GIVEN EXERCISE
Put the part of the entries below that opens with the line containing "# draw the outline of every instance of the small" and closes with the line containing "M 93 79 L 96", both lines included, into a JSON list of strings with one string per line. Leave out any blank lines.

Region labeling items:

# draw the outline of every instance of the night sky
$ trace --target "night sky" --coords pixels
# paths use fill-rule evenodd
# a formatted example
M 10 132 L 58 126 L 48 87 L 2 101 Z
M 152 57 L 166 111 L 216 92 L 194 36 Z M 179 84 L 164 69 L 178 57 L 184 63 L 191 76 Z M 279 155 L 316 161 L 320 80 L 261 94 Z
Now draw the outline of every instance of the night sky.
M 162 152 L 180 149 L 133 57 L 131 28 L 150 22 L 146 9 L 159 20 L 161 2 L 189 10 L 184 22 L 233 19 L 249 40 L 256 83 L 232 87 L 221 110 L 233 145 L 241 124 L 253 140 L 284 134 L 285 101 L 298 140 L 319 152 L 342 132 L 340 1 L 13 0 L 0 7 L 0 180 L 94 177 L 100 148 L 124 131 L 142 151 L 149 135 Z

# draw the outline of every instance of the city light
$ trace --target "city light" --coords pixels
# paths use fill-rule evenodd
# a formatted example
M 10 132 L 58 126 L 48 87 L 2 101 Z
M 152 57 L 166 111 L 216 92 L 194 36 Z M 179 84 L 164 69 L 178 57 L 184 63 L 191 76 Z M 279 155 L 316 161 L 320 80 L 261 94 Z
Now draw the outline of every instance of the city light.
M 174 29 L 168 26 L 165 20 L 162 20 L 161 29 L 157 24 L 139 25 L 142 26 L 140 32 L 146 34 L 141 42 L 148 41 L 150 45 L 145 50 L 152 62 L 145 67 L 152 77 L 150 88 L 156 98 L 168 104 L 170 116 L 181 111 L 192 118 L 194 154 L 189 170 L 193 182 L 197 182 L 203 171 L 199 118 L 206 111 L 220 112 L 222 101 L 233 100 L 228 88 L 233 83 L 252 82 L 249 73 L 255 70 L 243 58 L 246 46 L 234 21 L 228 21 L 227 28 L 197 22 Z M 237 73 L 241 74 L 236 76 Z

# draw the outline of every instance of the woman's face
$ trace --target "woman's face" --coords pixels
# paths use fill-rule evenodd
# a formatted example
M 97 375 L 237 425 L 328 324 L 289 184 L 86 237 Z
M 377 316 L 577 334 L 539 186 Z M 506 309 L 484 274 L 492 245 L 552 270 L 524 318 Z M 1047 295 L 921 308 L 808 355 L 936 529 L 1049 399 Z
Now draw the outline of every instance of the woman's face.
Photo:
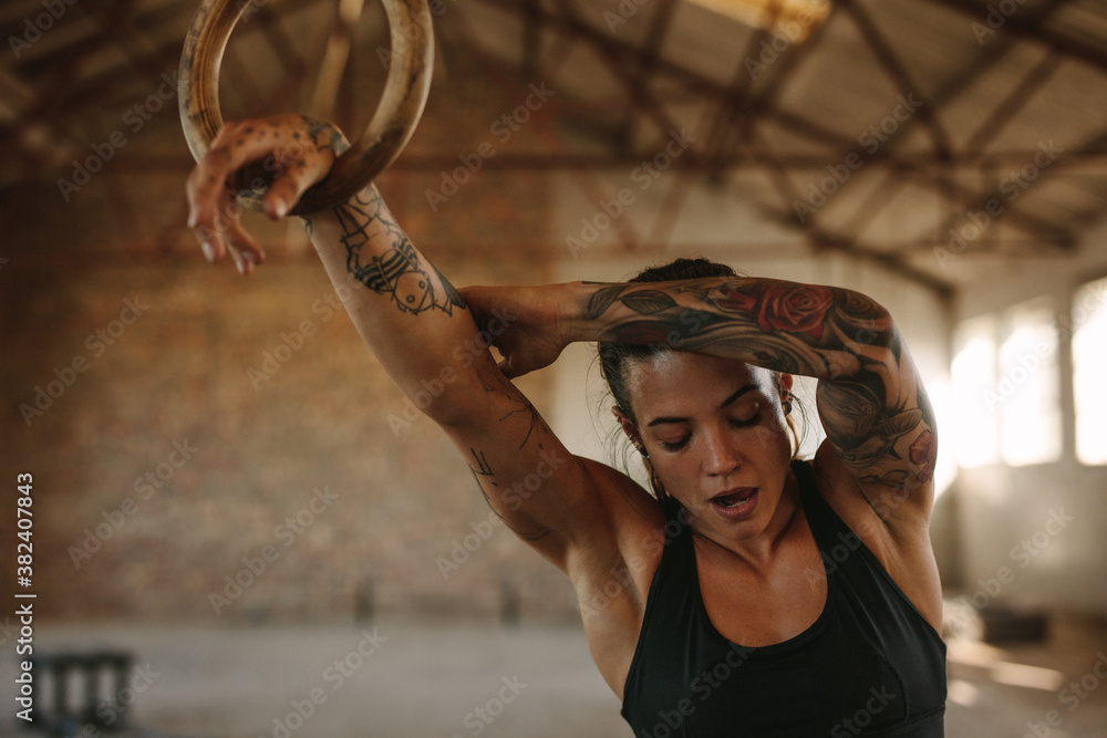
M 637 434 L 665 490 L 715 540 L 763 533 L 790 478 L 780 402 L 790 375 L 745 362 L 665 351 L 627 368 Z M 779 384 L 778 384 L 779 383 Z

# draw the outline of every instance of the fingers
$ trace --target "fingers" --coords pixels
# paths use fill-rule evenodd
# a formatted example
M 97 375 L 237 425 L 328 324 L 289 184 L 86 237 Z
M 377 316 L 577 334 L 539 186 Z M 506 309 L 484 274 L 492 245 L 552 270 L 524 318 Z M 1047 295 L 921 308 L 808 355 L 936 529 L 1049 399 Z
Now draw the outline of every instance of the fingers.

--

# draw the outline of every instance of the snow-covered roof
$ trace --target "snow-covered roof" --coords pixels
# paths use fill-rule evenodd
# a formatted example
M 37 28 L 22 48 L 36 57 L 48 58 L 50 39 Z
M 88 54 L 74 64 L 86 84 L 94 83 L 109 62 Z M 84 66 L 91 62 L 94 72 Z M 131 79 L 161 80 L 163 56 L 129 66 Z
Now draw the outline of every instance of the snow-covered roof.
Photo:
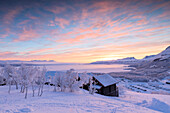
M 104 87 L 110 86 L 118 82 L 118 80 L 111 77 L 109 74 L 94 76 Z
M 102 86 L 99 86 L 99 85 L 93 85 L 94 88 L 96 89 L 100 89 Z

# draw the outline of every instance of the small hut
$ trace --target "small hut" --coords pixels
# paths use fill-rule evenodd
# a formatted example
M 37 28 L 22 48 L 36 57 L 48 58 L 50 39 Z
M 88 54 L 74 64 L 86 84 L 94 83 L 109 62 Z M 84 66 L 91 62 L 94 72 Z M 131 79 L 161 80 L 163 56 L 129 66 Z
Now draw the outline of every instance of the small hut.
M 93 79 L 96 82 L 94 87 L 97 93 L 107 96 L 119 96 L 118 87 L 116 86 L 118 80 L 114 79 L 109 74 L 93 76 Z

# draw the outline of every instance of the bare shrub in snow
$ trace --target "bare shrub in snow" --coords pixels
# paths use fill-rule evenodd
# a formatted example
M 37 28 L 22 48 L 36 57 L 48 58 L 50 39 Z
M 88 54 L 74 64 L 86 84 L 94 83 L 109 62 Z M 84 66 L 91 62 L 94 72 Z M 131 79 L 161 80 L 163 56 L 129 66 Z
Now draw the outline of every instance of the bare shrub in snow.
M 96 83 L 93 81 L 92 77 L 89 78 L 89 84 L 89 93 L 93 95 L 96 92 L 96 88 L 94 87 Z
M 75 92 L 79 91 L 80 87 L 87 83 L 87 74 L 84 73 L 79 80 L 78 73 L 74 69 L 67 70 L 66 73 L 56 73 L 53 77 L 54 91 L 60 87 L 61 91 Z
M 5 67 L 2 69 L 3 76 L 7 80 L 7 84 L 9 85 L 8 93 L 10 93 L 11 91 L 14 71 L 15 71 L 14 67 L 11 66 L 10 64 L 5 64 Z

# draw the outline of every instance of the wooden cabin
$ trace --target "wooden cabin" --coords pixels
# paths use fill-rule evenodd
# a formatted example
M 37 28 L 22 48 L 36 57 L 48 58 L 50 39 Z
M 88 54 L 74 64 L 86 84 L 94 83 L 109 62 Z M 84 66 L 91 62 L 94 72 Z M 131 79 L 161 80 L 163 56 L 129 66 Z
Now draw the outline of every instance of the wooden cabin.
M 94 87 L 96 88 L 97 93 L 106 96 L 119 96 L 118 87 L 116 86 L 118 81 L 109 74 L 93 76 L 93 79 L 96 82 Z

TASK ANSWER
[
  "# draw the outline of every instance of the small hut",
  "$ trace --target \"small hut\" --coords pixels",
  "# paths use fill-rule evenodd",
  "# a formatted example",
  "M 37 28 L 22 48 L 36 57 L 48 58 L 50 39 Z",
  "M 88 54 L 74 64 L 86 84 L 94 83 L 109 62 Z M 84 66 L 91 62 L 94 72 Z M 131 79 L 161 80 L 163 56 L 129 66 Z",
  "Now draw the outline of every instance of the small hut.",
  "M 93 79 L 96 82 L 94 87 L 97 93 L 107 96 L 119 96 L 118 87 L 116 86 L 118 80 L 114 79 L 109 74 L 93 76 Z"
]